___ Supplied text ___

23 January 2016

"The sight never palled..."

A couple months ago I was reading P. D. James' Death of an Expert Witness, when I encountered the phrase "The sight never palled..."

When I read, I always use for a bookmark a strip of firm paper (cut from old Christmas cards) wide enough to write words and notes on.  I have finally gotten around to looking up the phrase, which I couldn't quite parse at the time.  Is it related to "pale?"  What is "to pall?"

A Google search turned up the phrase "the sight never palled" in just a few other works (one by Frederick Forsyth), so I turned to some online etymology and dictionary sources:

As a verb: "become tiresome," 1700, from Middle English pallen "to become faint, fail in strength" (late 14c.), shortened form of appallen "to dismay, fill with horror or disgust."

As a noun: Old English pæll "rich cloth or cloak, purple robe, altar cloth," from Latin pallium "cloak, coverlet, covering," in Tertullian, the garment worn by Christians instead of the Roman toga; related to pallo "robe, cloak," palla "long upper garment of Roman women," perhaps from the root of pellis "skin." Notion of "cloth spread over a coffin" (mid-15c.) led to figurative sense of "dark, gloomy mood" (1742).

Now it's becoming clearer - pallbearers.

The Online Free Dictionary goes into more detail.  In addition to "become tiresome" the word may indicate to "become distasteful or unpleasant" or "to satiate or cloy."

Now, on to the other words.  The novel started with a murder in a "clunch pit."  The image at the top of the post is of the wall of a chapel in Surrey with a checkerboard pattern of clunch and flint.
Clunch is a traditional building material of chalky limestone rock used mainly in eastern England and Normandy. Clunch distinguishes itself from archetypal forms of limestone by being softer in character when cut, such as resembling chalk in lower density, or with minor clay-like components. [although note:] The term has been sometimes used more generically, in other parts of England for any soft and aggregate-based vernacular building stone which has been used as a cheaper, inferior substitute for stronger stone.

___

• **Required work**:
[A] Answer these from the post about the word "palled":
(i) What is the narrator's bookmark cut from?
(ii) In what year is the verb sense "become tiresome" dated?
(iii) Which two materials form the checkerboard pattern on the chapel wall?
[B] Reproduce verbatim the passage of the post about the word "palled" starting with "The Online Free" and going on through "for stronger stone.".

___ Data lines ___

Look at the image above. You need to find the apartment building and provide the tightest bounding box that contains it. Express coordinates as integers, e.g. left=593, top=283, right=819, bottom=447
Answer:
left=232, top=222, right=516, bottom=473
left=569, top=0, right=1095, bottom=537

___

• **Problem solutions**:
[A]
(i) Old Christmas cards.
(ii) 1700.
(iii) Clunch and flint.

[B]
The Online Free Dictionary goes into more detail.  In addition to "become tiresome" the word may indicate to "become distasteful or unpleasant" or "to satiate or cloy."

Now, on to the other words.  The novel started with a murder in a "clunch pit."  The image at the top of the post is of the wall of a chapel in Surrey with a checkerboard pattern of clunch and flint.
Clunch is a traditional building material of chalky limestone rock used mainly in eastern England and Normandy. Clunch distinguishes itself from archetypal forms of limestone by being softer in character when cut, such as resembling chalk in lower density, or with minor clay-like components. [although note:] The term has been sometimes used more generically, in other parts of England for any soft and aggregate-based vernacular building stone which has been used as a cheaper, inferior substitute for stronger stone.